How to complete this task:
The answer must consist of every record, printed exactly as it stands.

Entries taken from a collection:
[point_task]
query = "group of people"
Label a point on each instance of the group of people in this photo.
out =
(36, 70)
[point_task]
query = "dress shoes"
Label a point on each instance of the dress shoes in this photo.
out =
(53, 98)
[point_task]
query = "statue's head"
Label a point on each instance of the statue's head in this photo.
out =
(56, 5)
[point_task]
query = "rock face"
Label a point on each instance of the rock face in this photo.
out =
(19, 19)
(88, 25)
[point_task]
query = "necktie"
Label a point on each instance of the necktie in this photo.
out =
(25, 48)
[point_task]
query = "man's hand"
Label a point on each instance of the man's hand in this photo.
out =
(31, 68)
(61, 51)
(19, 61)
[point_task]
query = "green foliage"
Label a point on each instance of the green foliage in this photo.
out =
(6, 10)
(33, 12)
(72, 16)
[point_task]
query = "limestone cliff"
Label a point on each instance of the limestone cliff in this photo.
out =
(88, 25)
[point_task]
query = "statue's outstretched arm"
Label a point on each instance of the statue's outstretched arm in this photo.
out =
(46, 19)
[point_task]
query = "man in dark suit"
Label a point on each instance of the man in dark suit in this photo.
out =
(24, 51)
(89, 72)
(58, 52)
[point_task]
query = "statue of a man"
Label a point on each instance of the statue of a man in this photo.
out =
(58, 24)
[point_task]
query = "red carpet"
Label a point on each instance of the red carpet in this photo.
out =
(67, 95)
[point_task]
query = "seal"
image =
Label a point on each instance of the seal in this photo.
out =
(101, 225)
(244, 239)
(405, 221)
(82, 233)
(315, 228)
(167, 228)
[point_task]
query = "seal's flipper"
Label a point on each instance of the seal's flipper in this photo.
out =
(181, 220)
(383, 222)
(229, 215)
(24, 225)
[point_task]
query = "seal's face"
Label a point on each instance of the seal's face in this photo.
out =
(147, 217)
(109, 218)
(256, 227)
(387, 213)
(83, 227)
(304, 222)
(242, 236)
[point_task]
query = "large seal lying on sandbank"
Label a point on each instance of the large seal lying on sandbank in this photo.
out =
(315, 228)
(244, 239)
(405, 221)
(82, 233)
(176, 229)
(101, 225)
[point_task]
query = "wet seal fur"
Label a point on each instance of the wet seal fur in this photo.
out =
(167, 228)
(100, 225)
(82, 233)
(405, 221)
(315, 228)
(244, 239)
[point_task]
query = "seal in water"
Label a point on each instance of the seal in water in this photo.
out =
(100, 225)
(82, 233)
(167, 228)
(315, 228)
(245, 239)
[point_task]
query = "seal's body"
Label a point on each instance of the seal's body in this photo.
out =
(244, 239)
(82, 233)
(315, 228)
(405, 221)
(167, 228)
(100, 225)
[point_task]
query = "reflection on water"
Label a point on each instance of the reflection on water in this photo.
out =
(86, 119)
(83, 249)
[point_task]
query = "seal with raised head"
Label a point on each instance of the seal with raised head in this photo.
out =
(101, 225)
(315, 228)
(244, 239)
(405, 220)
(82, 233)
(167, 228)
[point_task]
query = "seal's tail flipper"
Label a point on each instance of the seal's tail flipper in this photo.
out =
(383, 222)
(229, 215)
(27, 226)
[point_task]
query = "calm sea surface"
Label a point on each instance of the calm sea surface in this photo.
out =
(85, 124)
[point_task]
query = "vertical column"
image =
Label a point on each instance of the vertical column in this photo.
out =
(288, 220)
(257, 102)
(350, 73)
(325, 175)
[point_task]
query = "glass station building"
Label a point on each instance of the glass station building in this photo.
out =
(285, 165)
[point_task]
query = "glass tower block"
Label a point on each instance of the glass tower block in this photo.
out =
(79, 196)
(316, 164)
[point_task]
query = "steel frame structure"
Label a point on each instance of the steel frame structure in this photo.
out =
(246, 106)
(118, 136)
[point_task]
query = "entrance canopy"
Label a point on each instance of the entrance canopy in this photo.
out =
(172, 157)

Worked solution:
[point_task]
query = "group of people"
Label a point on each instance of the group of people in this photo.
out =
(36, 70)
[point_task]
query = "dress shoes"
Label a point on each instance of the dress shoes in this photo.
out =
(53, 98)
[point_task]
query = "statue's head"
Label a point on each instance of the statue's head in this photo.
out =
(56, 5)
[point_task]
query = "rock face"
Label a point on each instance of the rock face in this photo.
out =
(19, 19)
(88, 25)
[point_task]
query = "necktie"
Label a point on each instance of the necktie in this photo.
out =
(25, 48)
[point_task]
query = "man's hand"
Label a point on each instance of the man's hand in this photo.
out =
(31, 68)
(61, 51)
(19, 61)
[point_task]
query = "green foliage"
Label a point on each instance of the green foliage in this photo.
out =
(6, 10)
(33, 12)
(72, 16)
[point_task]
query = "limestone cliff"
Label a point on each instance of the limestone cliff in this photo.
out =
(88, 25)
[point_task]
query = "statue's outstretched arm"
Label a point on each instance of the statue's outstretched arm in this photo.
out =
(46, 19)
[point_task]
query = "man in dark suit"
Label a point on each instance of the man in dark suit in this photo.
out =
(24, 51)
(89, 72)
(58, 52)
[point_task]
query = "statue of a man"
Label a point on each instance of the statue of a man in this photo.
out =
(58, 24)
[point_task]
query = "red carpet"
Label a point on each instance of the red carpet in this photo.
out =
(67, 95)
[point_task]
query = "seal"
image =
Label a point on each instance of the seal in this photo.
out =
(101, 225)
(244, 239)
(405, 221)
(82, 233)
(315, 228)
(167, 228)
[point_task]
query = "seal's flipper"
Label a point on each instance of the seal's flipper in this photo.
out =
(181, 220)
(383, 222)
(229, 215)
(24, 225)
[point_task]
query = "seal's face"
Label a point on each instance of the seal's face in this photo.
out =
(147, 217)
(109, 218)
(256, 227)
(387, 213)
(83, 227)
(304, 222)
(242, 236)
[point_task]
query = "large seal lying on sandbank"
Label a point on each instance of the large seal lying on sandbank in this photo.
out =
(315, 228)
(244, 239)
(405, 221)
(82, 233)
(176, 229)
(101, 225)
[point_task]
query = "wet seal fur"
Label a point on each instance of the wet seal fur in this photo.
out =
(167, 228)
(100, 225)
(82, 233)
(405, 221)
(315, 228)
(244, 239)
[point_task]
query = "seal in water"
Label a point on each instance of the seal in water in this photo.
out =
(100, 225)
(82, 233)
(167, 228)
(315, 228)
(245, 239)
[point_task]
query = "seal's body"
Label a point on each instance of the seal's body in this photo.
out =
(244, 239)
(82, 233)
(315, 228)
(405, 221)
(167, 228)
(100, 225)
[point_task]
query = "reflection on water"
Label a point on each instance of the reflection on water in this photo.
out =
(86, 119)
(83, 249)
[point_task]
query = "seal with raised head"
Label a point on each instance of the seal with raised head in this photo.
out =
(101, 225)
(315, 228)
(244, 239)
(405, 220)
(82, 233)
(167, 228)
[point_task]
query = "seal's tail flipper"
Label a point on each instance of the seal's tail flipper in this photo.
out =
(383, 222)
(229, 215)
(27, 226)
[point_task]
query = "calm sea surface"
Label a point on each instance of the calm sea surface in this photo.
out =
(85, 124)
[point_task]
query = "vertical column"
image =
Label a point on each instance of the vertical column in this photo.
out =
(288, 220)
(257, 102)
(350, 73)
(325, 175)
[point_task]
query = "glass station building"
Label a point on each instance of the glass station building in this photo.
out =
(285, 165)
[point_task]
query = "glass tower block"
Label a point on each instance of the glass tower block in this photo.
out =
(79, 196)
(316, 164)
[point_task]
query = "steel frame structure"
Label a point on each instance of the steel frame structure in this photo.
out =
(246, 106)
(118, 136)
[point_task]
query = "entrance canopy"
Label a point on each instance of the entrance canopy in this photo.
out =
(172, 157)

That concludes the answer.